Quote verbatim the stretch of entries from the line containing "Where in this photo can the purple" through the end of the entries.

#### Records provided ####

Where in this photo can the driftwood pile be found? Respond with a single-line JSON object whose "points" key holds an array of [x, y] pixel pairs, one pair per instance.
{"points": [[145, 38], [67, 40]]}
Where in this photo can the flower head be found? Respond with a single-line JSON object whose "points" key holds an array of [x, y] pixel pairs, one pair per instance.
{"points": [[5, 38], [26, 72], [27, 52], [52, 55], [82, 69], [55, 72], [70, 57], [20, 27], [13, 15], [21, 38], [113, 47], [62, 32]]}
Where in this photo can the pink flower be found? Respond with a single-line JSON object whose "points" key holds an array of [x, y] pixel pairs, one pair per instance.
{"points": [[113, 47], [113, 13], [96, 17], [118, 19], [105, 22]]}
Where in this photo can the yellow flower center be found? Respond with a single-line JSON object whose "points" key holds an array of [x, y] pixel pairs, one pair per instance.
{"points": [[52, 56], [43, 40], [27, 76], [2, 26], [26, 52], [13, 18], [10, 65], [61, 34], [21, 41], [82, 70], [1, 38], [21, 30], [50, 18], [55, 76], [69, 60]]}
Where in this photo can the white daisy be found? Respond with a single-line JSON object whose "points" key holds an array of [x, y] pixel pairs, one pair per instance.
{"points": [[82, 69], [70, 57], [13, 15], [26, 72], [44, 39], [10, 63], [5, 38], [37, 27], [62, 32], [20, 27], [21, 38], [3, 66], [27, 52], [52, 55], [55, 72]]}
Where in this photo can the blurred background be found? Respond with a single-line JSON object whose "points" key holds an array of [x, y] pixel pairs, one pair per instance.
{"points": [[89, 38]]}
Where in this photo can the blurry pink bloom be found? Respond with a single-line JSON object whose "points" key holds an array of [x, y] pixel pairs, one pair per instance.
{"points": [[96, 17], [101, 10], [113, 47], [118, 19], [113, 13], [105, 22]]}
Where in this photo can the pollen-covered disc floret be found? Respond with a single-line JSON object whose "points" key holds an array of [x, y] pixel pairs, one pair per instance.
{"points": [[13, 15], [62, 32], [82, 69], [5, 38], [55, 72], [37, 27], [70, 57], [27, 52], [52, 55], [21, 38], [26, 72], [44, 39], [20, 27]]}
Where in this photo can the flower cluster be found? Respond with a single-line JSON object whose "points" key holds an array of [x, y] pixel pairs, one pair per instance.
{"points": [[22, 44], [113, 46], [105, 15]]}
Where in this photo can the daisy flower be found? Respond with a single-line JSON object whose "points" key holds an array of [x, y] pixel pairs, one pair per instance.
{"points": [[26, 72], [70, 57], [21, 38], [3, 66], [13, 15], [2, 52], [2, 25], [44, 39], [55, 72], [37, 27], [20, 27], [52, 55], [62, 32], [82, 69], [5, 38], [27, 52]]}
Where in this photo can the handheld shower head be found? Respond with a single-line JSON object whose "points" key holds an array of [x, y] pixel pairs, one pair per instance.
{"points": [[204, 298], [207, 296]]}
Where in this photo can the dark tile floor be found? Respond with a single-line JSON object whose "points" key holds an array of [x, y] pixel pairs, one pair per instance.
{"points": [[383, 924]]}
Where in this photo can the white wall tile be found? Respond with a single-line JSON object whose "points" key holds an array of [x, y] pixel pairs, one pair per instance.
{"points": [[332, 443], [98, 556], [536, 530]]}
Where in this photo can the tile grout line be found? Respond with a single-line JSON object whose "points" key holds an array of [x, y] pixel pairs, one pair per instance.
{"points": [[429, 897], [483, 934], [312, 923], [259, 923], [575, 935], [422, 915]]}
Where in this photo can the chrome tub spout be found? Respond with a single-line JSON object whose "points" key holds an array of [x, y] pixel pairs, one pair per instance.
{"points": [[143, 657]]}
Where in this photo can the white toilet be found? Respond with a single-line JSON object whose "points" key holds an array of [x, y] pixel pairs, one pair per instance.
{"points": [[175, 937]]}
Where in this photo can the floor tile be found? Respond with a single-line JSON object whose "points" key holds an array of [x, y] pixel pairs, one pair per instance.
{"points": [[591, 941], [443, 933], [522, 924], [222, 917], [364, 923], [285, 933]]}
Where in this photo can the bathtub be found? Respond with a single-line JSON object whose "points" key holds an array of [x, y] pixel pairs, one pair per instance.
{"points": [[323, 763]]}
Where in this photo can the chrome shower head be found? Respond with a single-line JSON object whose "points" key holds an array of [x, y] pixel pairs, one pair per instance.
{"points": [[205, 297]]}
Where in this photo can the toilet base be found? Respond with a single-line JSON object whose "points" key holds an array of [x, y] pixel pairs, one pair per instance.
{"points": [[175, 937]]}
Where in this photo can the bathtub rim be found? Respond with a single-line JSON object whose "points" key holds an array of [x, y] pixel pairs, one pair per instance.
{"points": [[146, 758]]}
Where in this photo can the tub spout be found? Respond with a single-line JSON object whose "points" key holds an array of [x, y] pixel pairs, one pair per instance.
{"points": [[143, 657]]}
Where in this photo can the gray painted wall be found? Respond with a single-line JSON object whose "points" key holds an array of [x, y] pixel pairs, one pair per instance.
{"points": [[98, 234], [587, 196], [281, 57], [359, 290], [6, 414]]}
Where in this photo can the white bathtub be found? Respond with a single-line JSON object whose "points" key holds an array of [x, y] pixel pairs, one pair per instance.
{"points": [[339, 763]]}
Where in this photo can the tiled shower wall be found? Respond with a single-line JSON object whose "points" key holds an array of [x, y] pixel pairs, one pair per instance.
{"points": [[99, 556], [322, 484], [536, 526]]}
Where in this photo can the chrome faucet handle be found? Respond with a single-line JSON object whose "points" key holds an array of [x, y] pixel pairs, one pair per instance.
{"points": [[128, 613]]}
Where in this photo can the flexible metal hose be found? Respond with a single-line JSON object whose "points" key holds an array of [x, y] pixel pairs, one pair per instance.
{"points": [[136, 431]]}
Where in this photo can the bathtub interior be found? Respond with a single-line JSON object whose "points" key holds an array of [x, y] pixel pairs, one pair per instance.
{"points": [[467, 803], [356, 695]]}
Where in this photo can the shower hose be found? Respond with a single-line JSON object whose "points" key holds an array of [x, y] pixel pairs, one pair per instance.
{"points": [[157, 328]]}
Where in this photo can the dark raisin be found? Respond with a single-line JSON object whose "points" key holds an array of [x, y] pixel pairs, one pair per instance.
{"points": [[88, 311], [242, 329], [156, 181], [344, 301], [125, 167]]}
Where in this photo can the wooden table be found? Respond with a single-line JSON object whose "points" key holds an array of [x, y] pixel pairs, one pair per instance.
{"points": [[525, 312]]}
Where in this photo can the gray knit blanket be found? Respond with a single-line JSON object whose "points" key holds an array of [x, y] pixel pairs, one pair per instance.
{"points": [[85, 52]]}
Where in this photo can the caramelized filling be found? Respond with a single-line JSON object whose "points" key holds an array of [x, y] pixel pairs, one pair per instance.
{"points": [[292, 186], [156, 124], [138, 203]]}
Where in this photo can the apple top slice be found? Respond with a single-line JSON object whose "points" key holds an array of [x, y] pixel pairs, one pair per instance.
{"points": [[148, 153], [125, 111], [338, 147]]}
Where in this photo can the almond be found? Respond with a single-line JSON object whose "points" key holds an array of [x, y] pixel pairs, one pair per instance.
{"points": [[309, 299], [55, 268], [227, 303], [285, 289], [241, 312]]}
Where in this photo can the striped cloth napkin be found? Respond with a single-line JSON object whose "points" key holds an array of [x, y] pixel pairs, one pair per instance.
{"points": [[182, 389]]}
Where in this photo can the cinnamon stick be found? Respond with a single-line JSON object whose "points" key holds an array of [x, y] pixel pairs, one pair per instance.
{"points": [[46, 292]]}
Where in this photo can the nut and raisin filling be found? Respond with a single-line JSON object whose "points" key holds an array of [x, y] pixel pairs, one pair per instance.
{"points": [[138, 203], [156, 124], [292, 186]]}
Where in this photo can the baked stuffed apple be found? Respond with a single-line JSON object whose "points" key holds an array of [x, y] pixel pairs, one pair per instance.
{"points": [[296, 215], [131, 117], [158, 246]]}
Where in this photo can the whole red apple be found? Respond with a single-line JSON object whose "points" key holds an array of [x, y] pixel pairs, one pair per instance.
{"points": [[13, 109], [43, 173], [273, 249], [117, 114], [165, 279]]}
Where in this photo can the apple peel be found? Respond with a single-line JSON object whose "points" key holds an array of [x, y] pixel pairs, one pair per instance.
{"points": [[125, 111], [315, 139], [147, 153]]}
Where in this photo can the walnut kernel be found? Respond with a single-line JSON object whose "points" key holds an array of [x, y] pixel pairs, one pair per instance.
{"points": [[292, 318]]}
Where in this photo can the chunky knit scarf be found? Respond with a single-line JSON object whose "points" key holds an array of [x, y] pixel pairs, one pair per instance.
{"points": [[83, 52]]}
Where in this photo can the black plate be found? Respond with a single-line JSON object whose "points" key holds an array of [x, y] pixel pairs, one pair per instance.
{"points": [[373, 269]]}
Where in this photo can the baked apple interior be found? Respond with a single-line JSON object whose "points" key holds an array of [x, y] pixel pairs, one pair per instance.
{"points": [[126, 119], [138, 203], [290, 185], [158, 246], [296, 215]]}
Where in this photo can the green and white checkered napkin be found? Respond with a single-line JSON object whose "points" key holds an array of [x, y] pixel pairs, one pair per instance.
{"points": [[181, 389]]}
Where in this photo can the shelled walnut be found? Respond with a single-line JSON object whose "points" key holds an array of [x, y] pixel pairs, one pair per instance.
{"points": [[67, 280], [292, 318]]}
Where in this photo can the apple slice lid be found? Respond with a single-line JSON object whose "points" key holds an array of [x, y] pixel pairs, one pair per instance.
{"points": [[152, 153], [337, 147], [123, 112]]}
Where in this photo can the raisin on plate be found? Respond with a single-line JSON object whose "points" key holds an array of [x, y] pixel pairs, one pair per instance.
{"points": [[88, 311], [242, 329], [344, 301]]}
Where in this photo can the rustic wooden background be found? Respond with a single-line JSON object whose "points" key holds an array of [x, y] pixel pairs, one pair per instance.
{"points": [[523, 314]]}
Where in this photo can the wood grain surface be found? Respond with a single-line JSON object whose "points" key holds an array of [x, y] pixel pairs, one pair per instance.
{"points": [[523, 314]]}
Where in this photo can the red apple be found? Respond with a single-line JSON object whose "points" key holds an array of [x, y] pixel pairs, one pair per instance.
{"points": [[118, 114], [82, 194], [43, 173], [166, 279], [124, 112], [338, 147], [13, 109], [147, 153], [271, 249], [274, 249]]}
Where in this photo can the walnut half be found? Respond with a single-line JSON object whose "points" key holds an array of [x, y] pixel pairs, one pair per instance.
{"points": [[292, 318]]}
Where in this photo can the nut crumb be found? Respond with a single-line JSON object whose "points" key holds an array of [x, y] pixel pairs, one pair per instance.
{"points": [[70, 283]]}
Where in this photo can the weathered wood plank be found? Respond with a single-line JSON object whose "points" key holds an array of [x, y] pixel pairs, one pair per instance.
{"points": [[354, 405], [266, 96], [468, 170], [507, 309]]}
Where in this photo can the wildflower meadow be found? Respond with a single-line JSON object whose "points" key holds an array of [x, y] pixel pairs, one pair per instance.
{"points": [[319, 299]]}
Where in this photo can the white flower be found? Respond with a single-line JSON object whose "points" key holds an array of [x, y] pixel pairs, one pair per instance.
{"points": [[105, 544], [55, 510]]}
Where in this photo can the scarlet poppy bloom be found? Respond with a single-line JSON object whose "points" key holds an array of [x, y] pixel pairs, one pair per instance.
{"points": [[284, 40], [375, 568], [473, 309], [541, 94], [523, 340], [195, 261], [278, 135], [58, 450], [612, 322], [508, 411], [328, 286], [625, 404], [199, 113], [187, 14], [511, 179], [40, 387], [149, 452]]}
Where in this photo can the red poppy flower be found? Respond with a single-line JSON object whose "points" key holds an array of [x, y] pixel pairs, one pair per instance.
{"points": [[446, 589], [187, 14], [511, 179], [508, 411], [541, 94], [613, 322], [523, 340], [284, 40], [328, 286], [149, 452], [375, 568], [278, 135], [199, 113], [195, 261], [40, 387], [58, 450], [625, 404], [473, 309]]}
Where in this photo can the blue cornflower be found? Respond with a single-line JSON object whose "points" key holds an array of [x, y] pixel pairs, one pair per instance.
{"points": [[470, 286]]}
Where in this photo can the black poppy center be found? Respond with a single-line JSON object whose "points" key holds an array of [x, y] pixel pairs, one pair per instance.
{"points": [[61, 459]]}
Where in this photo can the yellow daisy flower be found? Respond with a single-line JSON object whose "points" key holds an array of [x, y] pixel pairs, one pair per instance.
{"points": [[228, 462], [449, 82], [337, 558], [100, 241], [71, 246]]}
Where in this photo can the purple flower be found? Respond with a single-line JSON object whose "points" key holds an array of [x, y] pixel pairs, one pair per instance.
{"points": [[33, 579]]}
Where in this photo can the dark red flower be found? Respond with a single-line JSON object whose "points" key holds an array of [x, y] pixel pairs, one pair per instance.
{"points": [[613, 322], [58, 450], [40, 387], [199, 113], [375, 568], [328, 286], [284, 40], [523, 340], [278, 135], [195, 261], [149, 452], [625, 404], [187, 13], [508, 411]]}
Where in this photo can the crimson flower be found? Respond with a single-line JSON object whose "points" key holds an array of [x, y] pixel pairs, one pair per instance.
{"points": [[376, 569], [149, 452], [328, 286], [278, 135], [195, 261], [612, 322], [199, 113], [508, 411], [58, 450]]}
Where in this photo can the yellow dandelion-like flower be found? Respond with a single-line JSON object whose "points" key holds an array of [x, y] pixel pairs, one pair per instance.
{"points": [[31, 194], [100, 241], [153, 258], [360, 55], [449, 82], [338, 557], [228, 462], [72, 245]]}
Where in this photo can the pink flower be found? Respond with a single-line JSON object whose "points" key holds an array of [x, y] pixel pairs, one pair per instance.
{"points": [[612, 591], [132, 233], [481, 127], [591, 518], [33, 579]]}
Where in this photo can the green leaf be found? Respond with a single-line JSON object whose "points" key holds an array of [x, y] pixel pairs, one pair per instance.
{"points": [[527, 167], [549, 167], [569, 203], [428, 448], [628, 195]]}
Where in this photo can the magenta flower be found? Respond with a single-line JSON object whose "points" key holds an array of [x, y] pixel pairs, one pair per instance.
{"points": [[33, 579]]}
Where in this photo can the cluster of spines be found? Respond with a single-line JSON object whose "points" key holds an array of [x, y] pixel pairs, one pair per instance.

####

Reply to the exercise:
Where in this photo can the purple flower be found? Respond with a single-line JSON object whose "points" key holds an array of [x, y] pixel pairs, one pair per instance.
{"points": [[33, 579]]}
Where in this photo can the dark red flower be found? Respond with a single-line JSON object whose "points" key holds an array of [x, y] pixel pairs, one pair per instance.
{"points": [[613, 322], [58, 450], [40, 387], [199, 113], [375, 568], [328, 286], [284, 40], [523, 340], [278, 135], [195, 261], [149, 452], [625, 404], [187, 13], [508, 411]]}
Where in this photo can the crimson flower be found? Respond with a single-line JSON object whose "points" key holds an array of [x, y] pixel pairs, one pair per instance.
{"points": [[376, 569], [149, 452], [328, 286], [278, 135], [195, 261], [612, 322], [199, 113], [508, 411], [58, 450]]}
Where in this photo can the yellow dandelion-like flower be found? Respond with a single-line JSON object whose "points" key holds an array of [x, y] pixel pairs, one pair per instance.
{"points": [[31, 194], [100, 241], [153, 258], [360, 55], [449, 82], [338, 557], [228, 462], [72, 245]]}
Where in this photo can the pink flower be found? Respond with a single-line JSON object whose "points" key holds an array of [x, y] pixel pairs, one pair per instance.
{"points": [[612, 591], [132, 233], [481, 127], [591, 518], [33, 579]]}
Where in this photo can the green leaf be found? Respond with a single-line JSON object whose "points" key holds an array of [x, y] pixel pairs, one pair per instance.
{"points": [[527, 167], [549, 167], [569, 203], [428, 448], [628, 195]]}
Where in this photo can the magenta flower be found? Respond with a single-line JSON object whose "points" key holds an array of [x, y] pixel pairs, one pair per instance.
{"points": [[33, 579]]}
Where in this photo can the cluster of spines be found? Respond with a single-line JSON object whose "points" key holds an array of [x, y] pixel pairs, one pair per instance.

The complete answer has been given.